ENTRIES PROVIDED.
☆ ☆ ☆ ☆

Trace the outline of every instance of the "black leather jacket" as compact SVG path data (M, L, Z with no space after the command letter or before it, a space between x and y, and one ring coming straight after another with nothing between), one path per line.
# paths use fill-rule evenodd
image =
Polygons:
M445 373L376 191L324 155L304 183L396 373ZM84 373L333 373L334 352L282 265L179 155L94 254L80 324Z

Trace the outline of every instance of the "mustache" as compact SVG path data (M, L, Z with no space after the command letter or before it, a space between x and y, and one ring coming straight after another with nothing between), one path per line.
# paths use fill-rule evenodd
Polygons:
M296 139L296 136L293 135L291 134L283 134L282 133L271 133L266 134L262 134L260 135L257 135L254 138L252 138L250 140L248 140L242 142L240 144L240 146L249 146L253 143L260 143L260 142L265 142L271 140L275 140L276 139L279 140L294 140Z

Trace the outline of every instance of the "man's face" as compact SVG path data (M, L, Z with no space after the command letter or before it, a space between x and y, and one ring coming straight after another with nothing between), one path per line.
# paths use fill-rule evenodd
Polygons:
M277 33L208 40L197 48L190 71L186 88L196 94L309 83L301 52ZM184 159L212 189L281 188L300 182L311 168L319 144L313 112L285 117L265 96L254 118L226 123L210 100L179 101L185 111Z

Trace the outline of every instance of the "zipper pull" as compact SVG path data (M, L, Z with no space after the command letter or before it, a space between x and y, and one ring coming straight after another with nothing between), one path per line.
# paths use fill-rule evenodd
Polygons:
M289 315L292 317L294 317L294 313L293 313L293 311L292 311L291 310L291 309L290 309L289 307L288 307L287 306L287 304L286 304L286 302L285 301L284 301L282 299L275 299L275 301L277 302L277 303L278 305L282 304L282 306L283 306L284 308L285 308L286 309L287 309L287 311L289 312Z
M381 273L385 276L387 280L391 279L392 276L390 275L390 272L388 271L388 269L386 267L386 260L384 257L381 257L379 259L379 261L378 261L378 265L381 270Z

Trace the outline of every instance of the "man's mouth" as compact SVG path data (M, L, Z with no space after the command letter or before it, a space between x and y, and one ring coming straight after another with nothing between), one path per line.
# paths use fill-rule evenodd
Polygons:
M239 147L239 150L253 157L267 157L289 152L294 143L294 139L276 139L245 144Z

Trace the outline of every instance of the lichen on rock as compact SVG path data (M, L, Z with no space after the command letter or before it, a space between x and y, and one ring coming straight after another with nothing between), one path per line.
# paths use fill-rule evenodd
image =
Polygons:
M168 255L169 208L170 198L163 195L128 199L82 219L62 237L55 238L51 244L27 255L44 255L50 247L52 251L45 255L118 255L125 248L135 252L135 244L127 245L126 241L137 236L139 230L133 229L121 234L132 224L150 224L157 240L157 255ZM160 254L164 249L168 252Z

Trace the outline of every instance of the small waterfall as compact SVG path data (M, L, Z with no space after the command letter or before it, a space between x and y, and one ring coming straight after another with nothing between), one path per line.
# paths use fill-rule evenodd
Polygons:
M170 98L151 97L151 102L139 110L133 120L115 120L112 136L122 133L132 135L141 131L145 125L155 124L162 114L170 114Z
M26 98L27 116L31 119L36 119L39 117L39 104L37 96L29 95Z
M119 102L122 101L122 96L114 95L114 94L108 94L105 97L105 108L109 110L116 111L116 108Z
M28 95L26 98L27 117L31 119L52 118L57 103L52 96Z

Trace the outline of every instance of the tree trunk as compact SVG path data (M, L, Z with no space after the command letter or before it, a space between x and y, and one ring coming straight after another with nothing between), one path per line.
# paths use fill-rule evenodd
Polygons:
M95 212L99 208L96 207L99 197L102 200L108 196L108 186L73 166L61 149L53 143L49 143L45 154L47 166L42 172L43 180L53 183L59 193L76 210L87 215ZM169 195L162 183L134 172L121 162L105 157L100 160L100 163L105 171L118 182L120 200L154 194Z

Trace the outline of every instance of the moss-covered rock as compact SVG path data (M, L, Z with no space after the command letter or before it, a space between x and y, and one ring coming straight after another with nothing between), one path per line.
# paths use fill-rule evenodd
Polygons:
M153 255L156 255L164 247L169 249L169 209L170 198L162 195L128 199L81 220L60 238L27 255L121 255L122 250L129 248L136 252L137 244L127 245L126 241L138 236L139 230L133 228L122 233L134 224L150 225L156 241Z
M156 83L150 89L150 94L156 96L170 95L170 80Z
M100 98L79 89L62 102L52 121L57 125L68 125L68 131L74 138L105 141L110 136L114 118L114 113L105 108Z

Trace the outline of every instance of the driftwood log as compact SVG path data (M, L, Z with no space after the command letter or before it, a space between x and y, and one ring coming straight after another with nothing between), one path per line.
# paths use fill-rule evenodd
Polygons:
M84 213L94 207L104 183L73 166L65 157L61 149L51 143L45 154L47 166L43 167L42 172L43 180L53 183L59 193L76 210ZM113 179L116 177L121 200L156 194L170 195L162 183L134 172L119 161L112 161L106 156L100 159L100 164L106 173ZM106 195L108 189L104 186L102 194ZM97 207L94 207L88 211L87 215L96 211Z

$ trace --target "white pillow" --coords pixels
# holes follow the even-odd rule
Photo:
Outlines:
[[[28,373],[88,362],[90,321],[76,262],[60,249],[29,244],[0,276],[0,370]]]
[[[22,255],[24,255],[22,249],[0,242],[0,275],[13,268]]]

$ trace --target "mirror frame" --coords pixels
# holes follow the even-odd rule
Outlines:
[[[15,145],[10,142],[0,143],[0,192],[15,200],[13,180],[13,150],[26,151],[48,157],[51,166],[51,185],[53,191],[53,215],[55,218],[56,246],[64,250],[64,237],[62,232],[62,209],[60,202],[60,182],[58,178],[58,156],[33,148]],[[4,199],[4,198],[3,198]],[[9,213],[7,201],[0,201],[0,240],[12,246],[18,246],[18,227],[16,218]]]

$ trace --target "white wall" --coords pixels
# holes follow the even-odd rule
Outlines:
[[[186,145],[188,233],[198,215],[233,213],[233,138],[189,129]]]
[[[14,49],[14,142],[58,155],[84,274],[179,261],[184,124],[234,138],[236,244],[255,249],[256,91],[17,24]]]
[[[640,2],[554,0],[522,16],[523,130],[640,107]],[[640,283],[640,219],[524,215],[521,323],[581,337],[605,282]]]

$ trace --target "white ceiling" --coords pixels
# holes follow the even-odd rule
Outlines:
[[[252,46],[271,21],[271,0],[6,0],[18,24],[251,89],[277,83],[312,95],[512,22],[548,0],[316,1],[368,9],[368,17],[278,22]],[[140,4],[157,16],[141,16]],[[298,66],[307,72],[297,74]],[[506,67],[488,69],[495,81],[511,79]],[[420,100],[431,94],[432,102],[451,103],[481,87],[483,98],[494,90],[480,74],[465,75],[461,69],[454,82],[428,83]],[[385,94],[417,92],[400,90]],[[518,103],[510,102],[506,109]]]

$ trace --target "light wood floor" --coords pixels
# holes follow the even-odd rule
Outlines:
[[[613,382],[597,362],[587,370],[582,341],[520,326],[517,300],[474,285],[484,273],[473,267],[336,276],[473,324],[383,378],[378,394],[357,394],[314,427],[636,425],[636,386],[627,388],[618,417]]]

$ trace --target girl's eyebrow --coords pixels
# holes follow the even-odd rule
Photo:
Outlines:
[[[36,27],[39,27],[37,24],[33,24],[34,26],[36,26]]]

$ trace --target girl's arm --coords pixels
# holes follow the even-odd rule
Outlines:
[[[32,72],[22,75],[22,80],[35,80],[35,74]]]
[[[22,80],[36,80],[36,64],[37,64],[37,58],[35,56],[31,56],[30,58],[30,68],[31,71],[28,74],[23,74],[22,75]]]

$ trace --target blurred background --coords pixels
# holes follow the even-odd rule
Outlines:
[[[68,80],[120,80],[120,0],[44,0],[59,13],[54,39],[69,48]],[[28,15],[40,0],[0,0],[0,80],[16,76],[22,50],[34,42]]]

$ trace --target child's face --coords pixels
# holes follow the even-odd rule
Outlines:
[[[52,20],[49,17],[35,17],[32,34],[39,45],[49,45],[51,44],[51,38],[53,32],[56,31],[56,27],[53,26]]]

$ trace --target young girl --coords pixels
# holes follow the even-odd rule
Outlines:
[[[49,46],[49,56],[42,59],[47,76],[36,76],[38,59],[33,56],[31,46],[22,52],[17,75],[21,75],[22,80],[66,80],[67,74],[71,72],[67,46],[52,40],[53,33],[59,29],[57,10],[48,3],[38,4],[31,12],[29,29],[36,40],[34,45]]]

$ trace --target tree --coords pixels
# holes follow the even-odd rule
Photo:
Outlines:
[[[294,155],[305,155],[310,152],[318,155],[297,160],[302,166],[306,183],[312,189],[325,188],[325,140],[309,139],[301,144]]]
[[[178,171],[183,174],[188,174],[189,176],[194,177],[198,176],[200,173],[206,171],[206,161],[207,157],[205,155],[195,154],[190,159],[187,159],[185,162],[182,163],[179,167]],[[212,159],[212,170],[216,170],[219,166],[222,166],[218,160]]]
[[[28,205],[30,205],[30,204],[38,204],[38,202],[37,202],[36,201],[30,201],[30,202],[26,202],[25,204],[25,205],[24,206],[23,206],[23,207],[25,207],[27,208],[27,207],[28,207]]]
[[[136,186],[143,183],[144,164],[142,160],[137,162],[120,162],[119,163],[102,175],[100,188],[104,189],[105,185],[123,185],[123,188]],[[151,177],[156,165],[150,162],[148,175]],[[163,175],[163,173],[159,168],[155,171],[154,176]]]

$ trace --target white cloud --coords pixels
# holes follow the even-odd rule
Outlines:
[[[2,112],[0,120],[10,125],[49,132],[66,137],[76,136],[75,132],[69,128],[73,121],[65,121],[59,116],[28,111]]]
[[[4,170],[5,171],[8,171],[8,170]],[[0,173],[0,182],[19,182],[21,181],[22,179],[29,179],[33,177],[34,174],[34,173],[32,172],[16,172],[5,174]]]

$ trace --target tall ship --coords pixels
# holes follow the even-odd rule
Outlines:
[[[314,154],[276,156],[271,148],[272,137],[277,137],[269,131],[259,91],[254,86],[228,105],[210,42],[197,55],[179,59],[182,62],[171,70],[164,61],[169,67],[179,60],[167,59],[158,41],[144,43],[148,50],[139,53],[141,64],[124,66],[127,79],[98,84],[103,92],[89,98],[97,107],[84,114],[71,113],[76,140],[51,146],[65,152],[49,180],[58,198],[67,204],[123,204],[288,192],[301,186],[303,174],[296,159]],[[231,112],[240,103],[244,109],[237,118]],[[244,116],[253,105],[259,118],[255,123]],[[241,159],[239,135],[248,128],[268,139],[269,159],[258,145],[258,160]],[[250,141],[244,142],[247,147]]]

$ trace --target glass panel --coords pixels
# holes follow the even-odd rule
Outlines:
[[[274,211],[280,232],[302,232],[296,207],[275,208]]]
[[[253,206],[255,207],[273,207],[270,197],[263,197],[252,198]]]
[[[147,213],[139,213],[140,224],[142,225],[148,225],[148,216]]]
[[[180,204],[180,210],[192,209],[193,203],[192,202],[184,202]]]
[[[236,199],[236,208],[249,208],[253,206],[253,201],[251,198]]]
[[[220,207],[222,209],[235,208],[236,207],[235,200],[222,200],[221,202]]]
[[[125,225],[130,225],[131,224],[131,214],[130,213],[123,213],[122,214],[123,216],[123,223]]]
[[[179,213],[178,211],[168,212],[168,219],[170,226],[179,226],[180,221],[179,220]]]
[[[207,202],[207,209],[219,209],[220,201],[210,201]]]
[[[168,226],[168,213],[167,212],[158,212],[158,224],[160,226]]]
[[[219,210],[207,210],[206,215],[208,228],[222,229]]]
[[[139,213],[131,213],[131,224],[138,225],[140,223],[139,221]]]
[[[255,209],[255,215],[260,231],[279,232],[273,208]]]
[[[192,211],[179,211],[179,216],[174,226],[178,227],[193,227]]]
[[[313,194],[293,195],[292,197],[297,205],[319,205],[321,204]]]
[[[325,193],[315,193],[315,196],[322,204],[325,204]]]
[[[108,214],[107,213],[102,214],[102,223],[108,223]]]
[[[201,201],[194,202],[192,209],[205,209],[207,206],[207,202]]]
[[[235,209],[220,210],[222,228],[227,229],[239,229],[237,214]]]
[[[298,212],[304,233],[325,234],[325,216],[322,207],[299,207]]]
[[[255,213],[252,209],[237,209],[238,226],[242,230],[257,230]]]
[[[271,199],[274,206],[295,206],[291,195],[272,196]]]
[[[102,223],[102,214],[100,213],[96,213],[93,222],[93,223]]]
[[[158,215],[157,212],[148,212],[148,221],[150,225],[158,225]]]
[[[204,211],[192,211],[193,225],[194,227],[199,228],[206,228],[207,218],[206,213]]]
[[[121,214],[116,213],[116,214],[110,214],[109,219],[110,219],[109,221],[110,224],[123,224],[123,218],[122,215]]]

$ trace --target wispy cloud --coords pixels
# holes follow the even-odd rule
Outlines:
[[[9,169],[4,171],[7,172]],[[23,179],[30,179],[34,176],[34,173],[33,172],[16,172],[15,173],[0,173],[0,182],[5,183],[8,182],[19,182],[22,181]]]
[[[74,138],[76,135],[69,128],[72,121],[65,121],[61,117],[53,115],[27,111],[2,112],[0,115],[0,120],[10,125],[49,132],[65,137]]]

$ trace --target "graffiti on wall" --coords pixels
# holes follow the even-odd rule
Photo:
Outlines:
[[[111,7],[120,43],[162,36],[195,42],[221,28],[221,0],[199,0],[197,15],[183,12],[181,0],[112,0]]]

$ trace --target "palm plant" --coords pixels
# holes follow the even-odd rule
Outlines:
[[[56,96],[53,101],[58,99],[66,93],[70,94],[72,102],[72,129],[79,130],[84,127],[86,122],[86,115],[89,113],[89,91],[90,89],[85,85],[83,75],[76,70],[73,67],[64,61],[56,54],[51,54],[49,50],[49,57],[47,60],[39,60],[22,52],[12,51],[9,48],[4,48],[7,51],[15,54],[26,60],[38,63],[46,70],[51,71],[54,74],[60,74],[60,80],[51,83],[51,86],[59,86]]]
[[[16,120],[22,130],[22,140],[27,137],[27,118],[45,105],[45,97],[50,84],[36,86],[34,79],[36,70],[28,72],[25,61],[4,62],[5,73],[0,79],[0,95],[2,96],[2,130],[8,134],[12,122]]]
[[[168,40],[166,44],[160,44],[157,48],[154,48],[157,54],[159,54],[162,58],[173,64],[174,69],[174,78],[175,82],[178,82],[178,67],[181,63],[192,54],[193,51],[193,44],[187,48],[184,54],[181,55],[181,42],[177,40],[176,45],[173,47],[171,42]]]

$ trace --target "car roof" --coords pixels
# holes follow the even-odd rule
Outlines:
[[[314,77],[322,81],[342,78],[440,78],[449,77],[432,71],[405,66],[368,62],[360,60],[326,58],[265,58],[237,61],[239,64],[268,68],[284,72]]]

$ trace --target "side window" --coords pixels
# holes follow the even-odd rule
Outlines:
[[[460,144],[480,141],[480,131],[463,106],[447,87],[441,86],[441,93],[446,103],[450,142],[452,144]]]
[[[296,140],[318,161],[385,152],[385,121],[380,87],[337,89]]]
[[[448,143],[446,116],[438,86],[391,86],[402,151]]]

☆ ☆ ☆ ☆

GOAL OF THE EXERCISE.
Return each line of the entries above that contains the word "girl".

TASK SOLUTION.
$ trace --target girl's eyebrow --coords pixels
$ trace --target girl's arm --coords pixels
$ trace --target young girl --coords pixels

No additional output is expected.